→ Dataset records

-.-.-

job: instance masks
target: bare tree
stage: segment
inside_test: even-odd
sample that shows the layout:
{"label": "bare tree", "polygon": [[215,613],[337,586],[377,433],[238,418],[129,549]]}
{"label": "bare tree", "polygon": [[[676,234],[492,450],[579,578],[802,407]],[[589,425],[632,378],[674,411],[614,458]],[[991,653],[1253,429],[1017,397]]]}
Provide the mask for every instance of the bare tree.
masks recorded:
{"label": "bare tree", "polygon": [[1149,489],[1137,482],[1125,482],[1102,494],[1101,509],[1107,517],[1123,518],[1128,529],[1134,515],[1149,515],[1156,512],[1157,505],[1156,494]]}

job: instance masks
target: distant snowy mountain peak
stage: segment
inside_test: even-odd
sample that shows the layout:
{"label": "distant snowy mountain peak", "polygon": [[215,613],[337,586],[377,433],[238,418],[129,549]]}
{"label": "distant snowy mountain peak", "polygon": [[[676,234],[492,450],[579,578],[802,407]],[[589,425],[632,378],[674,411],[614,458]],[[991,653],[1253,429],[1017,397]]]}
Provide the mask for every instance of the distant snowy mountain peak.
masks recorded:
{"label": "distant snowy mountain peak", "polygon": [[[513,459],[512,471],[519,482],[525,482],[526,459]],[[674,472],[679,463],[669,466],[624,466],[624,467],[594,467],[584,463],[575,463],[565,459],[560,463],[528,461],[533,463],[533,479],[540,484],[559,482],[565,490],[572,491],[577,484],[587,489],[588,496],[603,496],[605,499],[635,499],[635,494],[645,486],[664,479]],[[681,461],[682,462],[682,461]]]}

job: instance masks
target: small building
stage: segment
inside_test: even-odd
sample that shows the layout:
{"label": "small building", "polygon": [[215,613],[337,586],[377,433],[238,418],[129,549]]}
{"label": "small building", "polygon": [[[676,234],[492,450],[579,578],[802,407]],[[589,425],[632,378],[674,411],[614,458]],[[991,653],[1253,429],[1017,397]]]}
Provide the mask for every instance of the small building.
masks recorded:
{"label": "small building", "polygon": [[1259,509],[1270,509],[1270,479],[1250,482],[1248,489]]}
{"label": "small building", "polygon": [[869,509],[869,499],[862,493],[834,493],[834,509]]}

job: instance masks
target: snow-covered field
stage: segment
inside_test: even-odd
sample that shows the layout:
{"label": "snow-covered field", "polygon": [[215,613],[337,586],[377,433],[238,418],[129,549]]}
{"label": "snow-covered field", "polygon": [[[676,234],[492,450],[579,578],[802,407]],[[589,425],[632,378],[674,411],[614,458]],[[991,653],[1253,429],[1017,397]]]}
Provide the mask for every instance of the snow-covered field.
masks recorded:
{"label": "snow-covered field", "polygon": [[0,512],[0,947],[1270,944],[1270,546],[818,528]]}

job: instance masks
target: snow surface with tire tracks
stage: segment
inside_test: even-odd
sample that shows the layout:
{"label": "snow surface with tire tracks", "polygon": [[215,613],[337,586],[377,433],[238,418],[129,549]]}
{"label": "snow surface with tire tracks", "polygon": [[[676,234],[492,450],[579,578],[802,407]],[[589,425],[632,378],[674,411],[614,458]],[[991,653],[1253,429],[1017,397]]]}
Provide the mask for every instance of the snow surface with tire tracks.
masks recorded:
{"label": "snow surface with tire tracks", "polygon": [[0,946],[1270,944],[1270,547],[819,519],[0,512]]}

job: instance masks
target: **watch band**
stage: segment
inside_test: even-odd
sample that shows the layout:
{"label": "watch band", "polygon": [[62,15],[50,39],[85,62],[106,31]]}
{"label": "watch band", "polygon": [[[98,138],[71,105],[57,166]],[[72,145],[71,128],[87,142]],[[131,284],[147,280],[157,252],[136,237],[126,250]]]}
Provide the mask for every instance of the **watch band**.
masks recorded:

-.-.-

→ Problem statement
Restate the listing in full, word for word.

→ The output
job: instance masks
target: bare tree
stage: segment
inside_test: even-odd
sample that shows the layout:
{"label": "bare tree", "polygon": [[215,613],[337,586],[377,433],[238,418],[129,549]]}
{"label": "bare tree", "polygon": [[[676,234],[492,450],[579,578],[802,407]],[[589,425],[632,378],[674,411],[614,458]],[[991,653],[1253,429],[1017,397]]]}
Provide the mask for every instance of the bare tree.
masks recorded:
{"label": "bare tree", "polygon": [[1149,489],[1137,482],[1125,482],[1102,494],[1101,509],[1107,517],[1123,518],[1128,529],[1134,515],[1149,515],[1156,512],[1157,505],[1156,494]]}

job: instance masks
target: distant snowy mountain peak
stage: segment
inside_test: even-odd
sample that shows the layout:
{"label": "distant snowy mountain peak", "polygon": [[215,613],[337,586],[377,433],[238,418],[129,549]]}
{"label": "distant snowy mountain peak", "polygon": [[[676,234],[492,450],[579,578],[802,407]],[[589,425],[632,378],[674,411],[614,458]],[[991,653],[1253,429],[1017,397]]]}
Provide the mask for every instance of the distant snowy mountain peak.
masks recorded:
{"label": "distant snowy mountain peak", "polygon": [[[513,459],[512,471],[519,482],[525,482],[526,459]],[[674,472],[679,463],[669,466],[624,466],[624,467],[594,467],[584,463],[575,463],[565,459],[560,463],[528,461],[533,463],[533,479],[540,484],[559,482],[565,490],[572,491],[577,484],[587,489],[588,496],[603,496],[605,499],[635,499],[635,494],[645,486],[664,479]],[[681,461],[682,462],[682,461]]]}

job: instance masks
target: small building
stage: segment
inside_test: even-odd
sample that shows the layout:
{"label": "small building", "polygon": [[215,613],[337,586],[377,433],[238,418],[129,549]]}
{"label": "small building", "polygon": [[[676,234],[492,450],[579,578],[802,407]],[[589,425],[632,378],[674,411],[614,458]],[[991,653],[1253,429],[1017,397]]]}
Provide the mask for every instance of the small building.
masks recorded:
{"label": "small building", "polygon": [[1259,509],[1270,509],[1270,479],[1250,482],[1248,489]]}
{"label": "small building", "polygon": [[869,509],[869,499],[862,493],[834,493],[834,509]]}

job: instance masks
target: snow-covered field
stage: segment
inside_test: even-odd
sample that shows the layout:
{"label": "snow-covered field", "polygon": [[215,613],[337,586],[377,433],[238,418],[129,549]]}
{"label": "snow-covered field", "polygon": [[[676,234],[492,450],[579,578],[802,407]],[[589,425],[632,378],[674,411],[614,458]],[[991,653],[1253,429],[1017,397]]]}
Provide the mask for every instance of the snow-covered field.
masks recorded:
{"label": "snow-covered field", "polygon": [[0,512],[0,947],[1270,944],[1270,546],[818,528]]}

job: instance masks
target: snow surface with tire tracks
stage: segment
inside_test: even-odd
sample that shows the layout:
{"label": "snow surface with tire tracks", "polygon": [[215,613],[337,586],[377,433],[238,418],[129,549]]}
{"label": "snow surface with tire tracks", "polygon": [[[676,234],[492,450],[579,578],[802,407]],[[589,425],[632,378],[674,411],[614,458]],[[991,653],[1253,429],[1017,397]]]}
Provide the mask for every instance of the snow surface with tire tracks.
masks recorded:
{"label": "snow surface with tire tracks", "polygon": [[0,946],[1270,944],[1270,547],[819,519],[0,512]]}

job: instance masks
target: **watch band**
stage: segment
inside_test: even-odd
sample that shows the layout:
{"label": "watch band", "polygon": [[62,15],[50,39],[85,62],[106,31]]}
{"label": "watch band", "polygon": [[[98,138],[71,105],[57,166]],[[72,145],[71,128],[87,142]],[[131,284],[147,280],[157,252],[136,237],[126,250]]]}
Provide the mask for every instance of the **watch band**.
masks recorded:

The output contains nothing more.